* [YOUR INSTRUCTIONS]
Transcribe these records exactly, dropping every picture.

Start of INPUT FOR THIS TASK

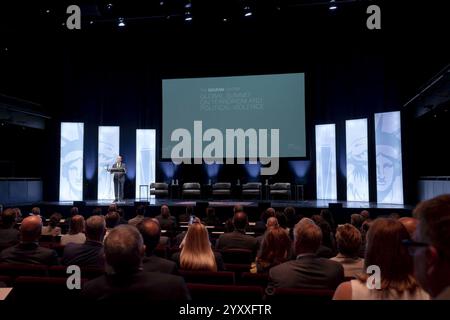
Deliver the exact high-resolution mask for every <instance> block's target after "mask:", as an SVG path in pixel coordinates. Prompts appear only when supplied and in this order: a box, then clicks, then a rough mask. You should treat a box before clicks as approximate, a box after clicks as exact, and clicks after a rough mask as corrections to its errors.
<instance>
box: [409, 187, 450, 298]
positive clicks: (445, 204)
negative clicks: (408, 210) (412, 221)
mask: <svg viewBox="0 0 450 320" xmlns="http://www.w3.org/2000/svg"><path fill="white" fill-rule="evenodd" d="M414 216H415V217H417V219H419V225H418V228H417V231H416V233H415V235H414V238H415V239H414V240H415V241H417V242H412V245H411V246H410V249H411V250H410V251H411V253H412V254H413V259H414V272H415V274H416V278H417V281H419V283H420V284H421V285H422V287H423V288H424V289H425V290H426V291H427V292H428V293H429V294H430V296H431V297H433V299H436V300H450V277H449V275H450V195H442V196H439V197H436V198H433V199H431V200H428V201H424V202H421V203H420V204H419V205H418V206H417V207H416V208H415V209H414Z"/></svg>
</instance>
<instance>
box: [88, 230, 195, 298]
mask: <svg viewBox="0 0 450 320" xmlns="http://www.w3.org/2000/svg"><path fill="white" fill-rule="evenodd" d="M144 255H145V245H144V243H143V239H142V236H141V234H140V233H139V231H138V230H137V229H136V227H133V226H130V225H119V226H117V227H116V228H114V229H113V230H112V231H111V232H110V233H109V235H108V237H107V238H106V239H105V256H106V262H107V264H108V265H109V266H111V267H112V269H113V270H114V273H113V274H108V275H103V276H100V277H98V278H96V279H94V280H91V281H89V282H87V283H85V284H84V286H83V288H82V290H81V296H82V298H84V299H85V300H87V301H98V302H100V301H101V302H108V303H115V302H117V303H121V304H123V303H133V304H136V305H139V304H141V303H142V304H148V303H152V302H153V303H154V302H158V301H168V300H172V301H184V300H189V299H190V296H189V292H188V289H187V287H186V284H185V282H184V280H183V278H181V277H179V276H174V275H170V274H165V273H159V272H145V271H142V258H143V256H144Z"/></svg>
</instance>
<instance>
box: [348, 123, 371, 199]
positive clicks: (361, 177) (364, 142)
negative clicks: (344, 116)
mask: <svg viewBox="0 0 450 320" xmlns="http://www.w3.org/2000/svg"><path fill="white" fill-rule="evenodd" d="M345 141H346V150H347V154H346V160H347V201H369V160H368V150H369V144H368V136H367V119H357V120H347V121H346V122H345Z"/></svg>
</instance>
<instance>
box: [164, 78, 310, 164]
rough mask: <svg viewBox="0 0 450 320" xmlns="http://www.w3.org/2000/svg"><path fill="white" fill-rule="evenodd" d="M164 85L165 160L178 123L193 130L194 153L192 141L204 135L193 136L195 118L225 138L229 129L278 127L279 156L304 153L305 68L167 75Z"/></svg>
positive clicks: (282, 156)
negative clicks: (171, 78)
mask: <svg viewBox="0 0 450 320" xmlns="http://www.w3.org/2000/svg"><path fill="white" fill-rule="evenodd" d="M162 86H163V136H162V157H163V158H164V159H169V158H171V151H172V148H173V147H174V146H175V145H177V143H178V140H177V141H171V134H172V132H174V130H176V129H180V128H183V129H187V130H189V132H190V133H191V140H192V147H191V153H190V154H191V155H193V154H194V146H193V145H194V140H195V141H198V139H202V136H201V134H200V136H199V135H196V136H195V137H194V130H193V127H194V121H202V128H203V132H205V131H206V130H208V129H218V130H220V131H221V132H222V133H223V136H224V138H225V132H226V129H243V130H248V129H255V130H256V132H260V131H259V130H262V129H266V130H268V132H271V131H270V130H271V129H279V155H280V157H284V158H304V157H306V132H305V75H304V73H287V74H272V75H252V76H234V77H211V78H188V79H165V80H163V84H162ZM268 136H270V134H269V135H268ZM208 143H209V142H203V148H205V146H207V145H208ZM225 146H226V143H225V142H224V143H223V148H225ZM223 154H224V155H225V154H226V152H225V150H223ZM235 154H236V153H235ZM246 155H247V156H248V146H247V148H246Z"/></svg>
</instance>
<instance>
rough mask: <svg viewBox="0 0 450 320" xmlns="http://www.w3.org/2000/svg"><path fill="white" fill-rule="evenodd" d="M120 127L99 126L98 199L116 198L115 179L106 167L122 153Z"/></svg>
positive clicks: (114, 162) (97, 174)
mask: <svg viewBox="0 0 450 320" xmlns="http://www.w3.org/2000/svg"><path fill="white" fill-rule="evenodd" d="M119 145H120V127H112V126H99V127H98V168H97V199H98V200H112V199H114V181H113V177H112V174H110V173H109V172H108V171H107V170H106V169H107V168H111V166H112V165H113V164H114V163H115V162H116V158H117V156H118V155H119V154H120V147H119Z"/></svg>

End of INPUT FOR THIS TASK

* [OUTPUT OF THE EXERCISE]
Deliver the exact high-resolution mask for every <instance> block's target after "mask:", as an SVG path in pixel coordinates. Prompts appear only when supplied and in this order: a box, then clicks, then a rough mask. You should treat a box before clicks as approximate, a box after clicks as exact, and clicks after a rough mask as corrections to its errors.
<instance>
box: [409, 187, 450, 298]
positive clicks: (445, 204)
negative clicks: (408, 210) (412, 221)
mask: <svg viewBox="0 0 450 320" xmlns="http://www.w3.org/2000/svg"><path fill="white" fill-rule="evenodd" d="M414 216H415V217H417V219H419V225H418V228H417V231H416V233H415V235H414V238H415V239H414V240H415V241H417V242H412V245H411V246H410V249H411V250H410V251H411V253H412V254H413V259H414V272H415V274H416V278H417V281H419V283H420V284H421V285H422V287H423V288H424V289H425V290H426V291H427V292H428V293H429V294H430V296H431V297H433V299H436V300H450V277H449V275H450V195H442V196H439V197H436V198H433V199H431V200H428V201H424V202H421V203H420V204H419V205H418V206H417V207H416V208H415V209H414Z"/></svg>
</instance>
<instance>
box: [88, 230, 195, 298]
mask: <svg viewBox="0 0 450 320" xmlns="http://www.w3.org/2000/svg"><path fill="white" fill-rule="evenodd" d="M144 255H145V245H144V243H143V239H142V236H141V234H140V233H139V231H138V230H137V229H136V227H133V226H130V225H119V226H117V227H116V228H114V229H113V230H112V231H111V232H110V233H109V235H108V237H107V238H106V239H105V256H106V262H107V264H108V265H109V266H111V267H112V269H113V270H114V273H113V274H108V275H103V276H100V277H98V278H96V279H94V280H91V281H89V282H87V283H85V284H84V286H83V288H82V290H81V296H82V298H84V299H85V300H87V301H98V302H100V301H101V302H108V303H115V302H117V303H121V304H123V303H133V304H136V305H139V304H141V303H142V304H148V303H152V302H153V303H154V302H158V301H168V300H172V301H184V300H189V299H190V296H189V292H188V289H187V287H186V284H185V282H184V280H183V278H181V277H179V276H174V275H170V274H165V273H159V272H145V271H142V258H143V256H144Z"/></svg>
</instance>
<instance>
box: [348, 123, 371, 199]
positive clicks: (361, 177) (364, 142)
negative clicks: (344, 116)
mask: <svg viewBox="0 0 450 320" xmlns="http://www.w3.org/2000/svg"><path fill="white" fill-rule="evenodd" d="M345 141H346V150H347V154H346V160H347V201H369V160H368V150H369V144H368V136H367V119H357V120H347V121H346V122H345Z"/></svg>
</instance>
<instance>
box: [164, 78, 310, 164]
rough mask: <svg viewBox="0 0 450 320" xmlns="http://www.w3.org/2000/svg"><path fill="white" fill-rule="evenodd" d="M164 85L165 160L178 123L193 130L194 153L192 141L204 135L193 136L195 118L225 138L229 129L278 127L279 156L304 153L305 68L167 75Z"/></svg>
positive clicks: (282, 156)
negative clicks: (171, 78)
mask: <svg viewBox="0 0 450 320" xmlns="http://www.w3.org/2000/svg"><path fill="white" fill-rule="evenodd" d="M162 86H163V136H162V157H163V158H164V159H169V158H171V151H172V148H173V147H174V146H175V145H177V143H178V140H177V141H171V134H172V132H174V130H176V129H180V128H183V129H187V130H189V132H190V133H191V140H192V147H191V153H190V154H191V155H193V154H194V146H193V145H194V140H195V141H198V139H202V136H201V134H200V136H199V135H196V136H195V137H194V130H193V127H194V121H202V128H203V132H205V131H206V130H208V129H218V130H220V131H221V132H222V133H223V136H224V138H225V132H226V129H243V130H248V129H255V130H256V132H260V131H259V130H262V129H266V130H268V132H271V131H270V130H271V129H279V155H280V157H284V158H304V157H306V132H305V75H304V73H287V74H272V75H252V76H234V77H211V78H188V79H165V80H163V84H162ZM268 136H270V134H269V135H268ZM208 143H209V142H203V148H205V146H207V145H208ZM225 146H226V143H225V142H224V143H223V148H225ZM223 154H224V155H225V154H226V152H225V150H223ZM235 154H236V153H235ZM246 155H247V156H248V146H247V148H246Z"/></svg>
</instance>
<instance>
rough mask: <svg viewBox="0 0 450 320" xmlns="http://www.w3.org/2000/svg"><path fill="white" fill-rule="evenodd" d="M120 127L99 126L98 199L116 198L115 179L106 167L122 153Z"/></svg>
positive clicks: (114, 162) (97, 174)
mask: <svg viewBox="0 0 450 320" xmlns="http://www.w3.org/2000/svg"><path fill="white" fill-rule="evenodd" d="M119 145H120V127H112V126H99V127H98V168H97V199H98V200H112V199H114V181H113V177H112V174H110V173H109V172H108V171H107V170H106V169H107V168H111V166H112V165H113V164H114V163H115V162H116V158H117V156H118V155H119V154H120V147H119Z"/></svg>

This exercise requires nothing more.